> Exercise description
The response must contain every line below in which "taxi" appears.

> Material shown
--------------------------------
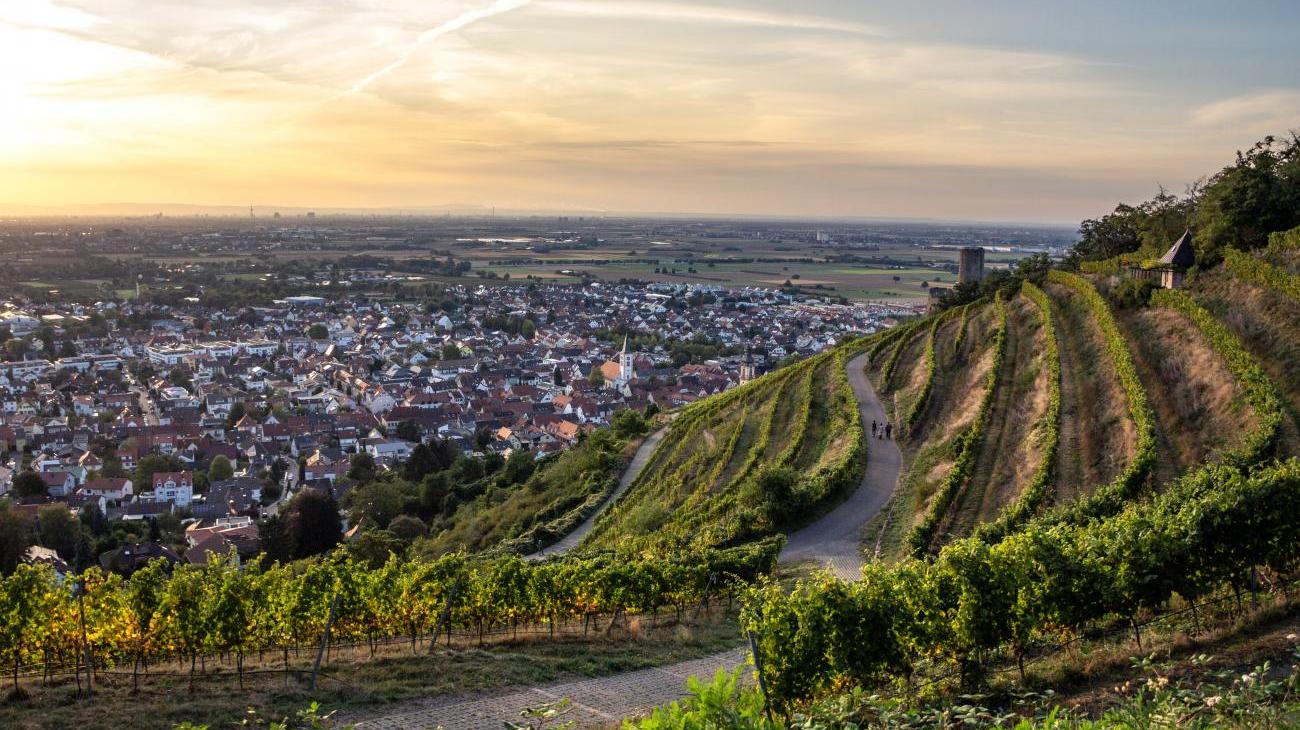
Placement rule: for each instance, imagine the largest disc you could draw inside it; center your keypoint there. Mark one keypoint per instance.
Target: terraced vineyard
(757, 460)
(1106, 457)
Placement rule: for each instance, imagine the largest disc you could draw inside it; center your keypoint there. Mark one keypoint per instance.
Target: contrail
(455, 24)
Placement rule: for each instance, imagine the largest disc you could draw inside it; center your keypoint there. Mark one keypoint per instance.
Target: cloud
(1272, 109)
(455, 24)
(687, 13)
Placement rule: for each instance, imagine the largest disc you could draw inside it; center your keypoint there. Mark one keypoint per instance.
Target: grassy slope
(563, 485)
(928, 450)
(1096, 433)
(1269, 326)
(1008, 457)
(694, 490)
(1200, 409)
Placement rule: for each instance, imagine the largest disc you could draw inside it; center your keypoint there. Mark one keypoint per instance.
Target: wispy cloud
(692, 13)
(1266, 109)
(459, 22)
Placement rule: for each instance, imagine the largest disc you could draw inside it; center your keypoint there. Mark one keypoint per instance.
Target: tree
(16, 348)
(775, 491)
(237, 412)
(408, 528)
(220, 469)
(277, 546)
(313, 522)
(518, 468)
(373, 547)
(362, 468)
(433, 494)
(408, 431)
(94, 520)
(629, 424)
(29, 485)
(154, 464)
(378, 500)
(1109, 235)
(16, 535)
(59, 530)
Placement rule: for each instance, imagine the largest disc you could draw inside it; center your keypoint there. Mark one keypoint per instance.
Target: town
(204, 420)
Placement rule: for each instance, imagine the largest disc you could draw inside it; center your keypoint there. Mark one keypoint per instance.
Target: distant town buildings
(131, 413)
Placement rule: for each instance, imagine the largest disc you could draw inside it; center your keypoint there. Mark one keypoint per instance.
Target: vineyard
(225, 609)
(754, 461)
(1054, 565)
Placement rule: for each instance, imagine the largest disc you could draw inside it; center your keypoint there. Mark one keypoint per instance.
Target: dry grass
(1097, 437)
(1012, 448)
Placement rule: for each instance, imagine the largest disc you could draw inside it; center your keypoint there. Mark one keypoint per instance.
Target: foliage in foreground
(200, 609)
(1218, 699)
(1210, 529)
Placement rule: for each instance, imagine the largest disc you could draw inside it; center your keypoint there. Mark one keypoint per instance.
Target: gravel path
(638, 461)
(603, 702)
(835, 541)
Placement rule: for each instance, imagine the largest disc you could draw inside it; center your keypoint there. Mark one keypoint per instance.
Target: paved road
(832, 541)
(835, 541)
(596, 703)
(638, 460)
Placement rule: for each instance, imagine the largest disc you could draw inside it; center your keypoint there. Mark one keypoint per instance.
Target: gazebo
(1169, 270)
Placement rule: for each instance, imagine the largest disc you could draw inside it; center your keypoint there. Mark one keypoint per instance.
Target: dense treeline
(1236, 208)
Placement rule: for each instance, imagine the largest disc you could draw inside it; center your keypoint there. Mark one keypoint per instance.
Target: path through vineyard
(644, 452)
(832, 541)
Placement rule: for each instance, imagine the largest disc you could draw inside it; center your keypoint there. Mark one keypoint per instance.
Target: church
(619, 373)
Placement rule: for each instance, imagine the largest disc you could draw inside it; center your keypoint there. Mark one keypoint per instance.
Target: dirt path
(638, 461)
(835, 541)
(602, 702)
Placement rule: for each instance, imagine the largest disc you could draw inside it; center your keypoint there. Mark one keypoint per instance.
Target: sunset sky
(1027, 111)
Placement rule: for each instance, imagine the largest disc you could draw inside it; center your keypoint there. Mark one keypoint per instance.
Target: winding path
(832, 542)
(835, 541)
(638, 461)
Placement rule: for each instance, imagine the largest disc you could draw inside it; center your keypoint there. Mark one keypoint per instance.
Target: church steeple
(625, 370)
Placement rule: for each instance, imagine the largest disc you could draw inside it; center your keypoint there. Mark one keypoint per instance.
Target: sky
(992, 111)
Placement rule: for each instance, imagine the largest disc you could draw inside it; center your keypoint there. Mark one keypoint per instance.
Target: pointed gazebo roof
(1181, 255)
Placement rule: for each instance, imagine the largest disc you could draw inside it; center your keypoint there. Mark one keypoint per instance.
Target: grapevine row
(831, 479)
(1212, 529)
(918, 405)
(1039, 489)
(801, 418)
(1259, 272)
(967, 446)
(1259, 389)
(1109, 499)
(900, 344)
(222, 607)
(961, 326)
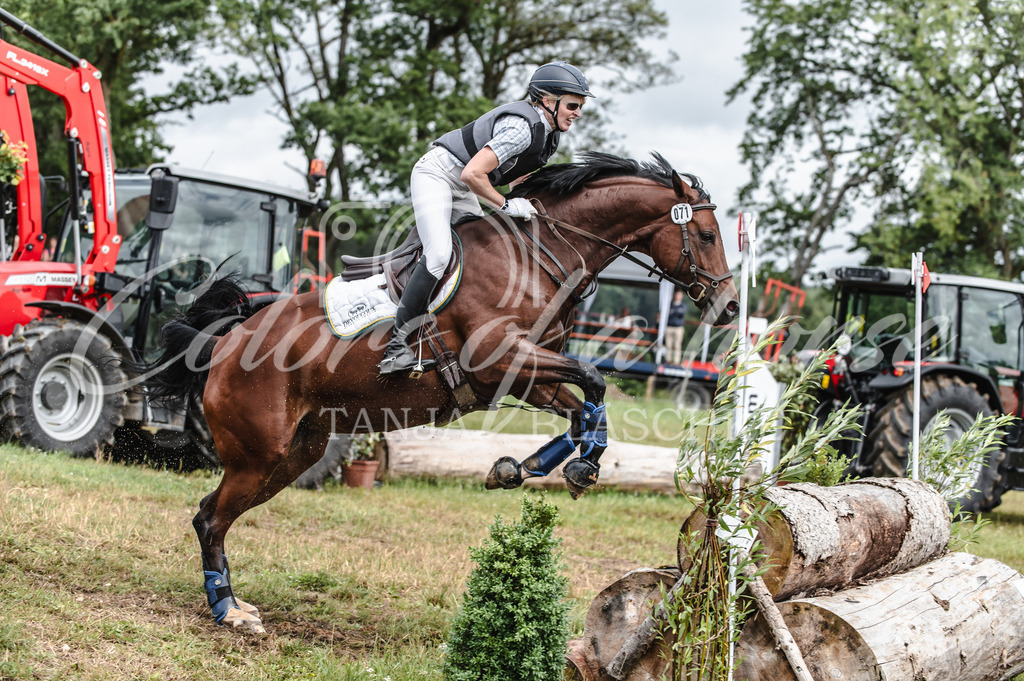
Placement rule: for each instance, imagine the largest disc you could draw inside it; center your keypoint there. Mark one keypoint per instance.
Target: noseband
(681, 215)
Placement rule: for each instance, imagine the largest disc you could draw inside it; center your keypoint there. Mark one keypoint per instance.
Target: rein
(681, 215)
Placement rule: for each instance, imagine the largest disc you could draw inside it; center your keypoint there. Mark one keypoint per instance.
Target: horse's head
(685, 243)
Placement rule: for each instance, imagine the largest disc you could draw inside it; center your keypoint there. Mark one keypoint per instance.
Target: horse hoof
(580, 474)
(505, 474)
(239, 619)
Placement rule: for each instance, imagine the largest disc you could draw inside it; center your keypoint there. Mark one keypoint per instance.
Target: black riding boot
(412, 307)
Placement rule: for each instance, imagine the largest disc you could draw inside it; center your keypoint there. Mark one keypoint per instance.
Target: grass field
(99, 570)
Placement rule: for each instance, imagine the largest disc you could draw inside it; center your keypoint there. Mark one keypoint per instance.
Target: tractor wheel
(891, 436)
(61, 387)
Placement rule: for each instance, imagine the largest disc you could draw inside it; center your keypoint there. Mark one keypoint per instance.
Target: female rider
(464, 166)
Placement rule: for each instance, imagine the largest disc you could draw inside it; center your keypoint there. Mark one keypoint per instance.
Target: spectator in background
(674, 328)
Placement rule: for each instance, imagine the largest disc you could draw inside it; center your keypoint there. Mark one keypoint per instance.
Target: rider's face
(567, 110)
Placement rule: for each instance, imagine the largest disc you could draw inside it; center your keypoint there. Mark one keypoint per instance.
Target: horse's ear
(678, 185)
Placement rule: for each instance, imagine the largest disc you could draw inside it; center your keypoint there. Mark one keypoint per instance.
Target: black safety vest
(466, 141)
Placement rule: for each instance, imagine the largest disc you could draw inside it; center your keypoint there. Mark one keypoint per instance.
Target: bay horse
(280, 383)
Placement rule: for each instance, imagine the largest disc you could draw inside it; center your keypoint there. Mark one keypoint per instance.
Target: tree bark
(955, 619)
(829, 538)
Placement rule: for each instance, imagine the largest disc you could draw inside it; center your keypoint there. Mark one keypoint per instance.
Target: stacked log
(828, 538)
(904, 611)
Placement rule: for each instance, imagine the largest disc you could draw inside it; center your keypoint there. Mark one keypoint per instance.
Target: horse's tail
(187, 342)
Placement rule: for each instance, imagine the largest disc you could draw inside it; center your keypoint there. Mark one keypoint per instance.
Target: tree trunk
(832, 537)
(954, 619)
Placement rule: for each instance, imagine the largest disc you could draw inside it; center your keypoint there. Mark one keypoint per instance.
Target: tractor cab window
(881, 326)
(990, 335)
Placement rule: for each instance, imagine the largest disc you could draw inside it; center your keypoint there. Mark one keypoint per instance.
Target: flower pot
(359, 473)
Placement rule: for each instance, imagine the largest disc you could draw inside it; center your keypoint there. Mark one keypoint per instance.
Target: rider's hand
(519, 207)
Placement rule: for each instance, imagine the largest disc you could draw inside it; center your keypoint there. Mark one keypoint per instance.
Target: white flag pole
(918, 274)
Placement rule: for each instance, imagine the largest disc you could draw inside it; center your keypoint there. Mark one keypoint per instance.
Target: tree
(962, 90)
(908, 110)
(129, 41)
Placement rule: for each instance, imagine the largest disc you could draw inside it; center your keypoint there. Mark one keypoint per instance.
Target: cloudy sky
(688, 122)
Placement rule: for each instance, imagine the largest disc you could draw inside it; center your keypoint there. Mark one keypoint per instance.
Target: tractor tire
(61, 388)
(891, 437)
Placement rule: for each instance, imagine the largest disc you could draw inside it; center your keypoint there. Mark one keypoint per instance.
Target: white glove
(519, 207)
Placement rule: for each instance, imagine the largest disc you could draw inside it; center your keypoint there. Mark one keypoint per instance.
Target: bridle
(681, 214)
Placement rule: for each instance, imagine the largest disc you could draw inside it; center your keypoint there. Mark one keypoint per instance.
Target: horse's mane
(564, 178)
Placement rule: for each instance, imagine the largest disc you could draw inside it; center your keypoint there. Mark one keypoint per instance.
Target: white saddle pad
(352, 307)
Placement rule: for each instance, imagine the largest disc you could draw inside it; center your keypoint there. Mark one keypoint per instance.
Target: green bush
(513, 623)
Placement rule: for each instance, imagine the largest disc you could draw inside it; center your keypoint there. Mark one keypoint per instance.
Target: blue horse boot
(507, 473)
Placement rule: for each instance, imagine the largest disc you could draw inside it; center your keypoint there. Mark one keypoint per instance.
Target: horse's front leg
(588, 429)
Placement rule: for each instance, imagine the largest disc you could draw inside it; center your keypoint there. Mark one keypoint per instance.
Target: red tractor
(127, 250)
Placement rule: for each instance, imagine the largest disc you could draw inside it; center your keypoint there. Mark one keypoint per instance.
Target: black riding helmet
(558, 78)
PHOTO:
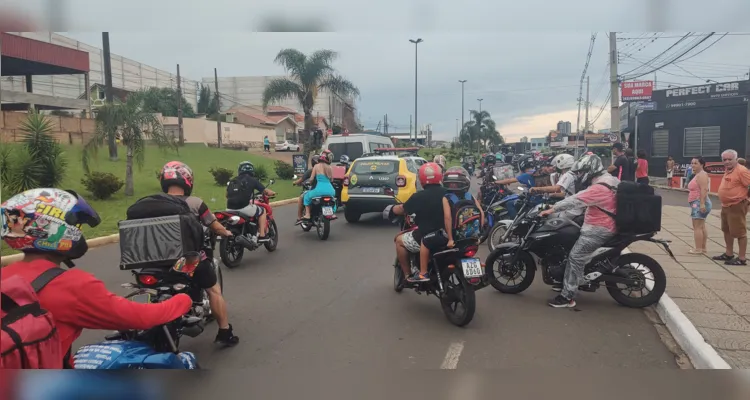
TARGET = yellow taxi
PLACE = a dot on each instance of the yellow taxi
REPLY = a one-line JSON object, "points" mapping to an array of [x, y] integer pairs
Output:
--------------------------------
> Result
TARGET = yellow taxi
PLACE = a dot on each instance of the yellow taxi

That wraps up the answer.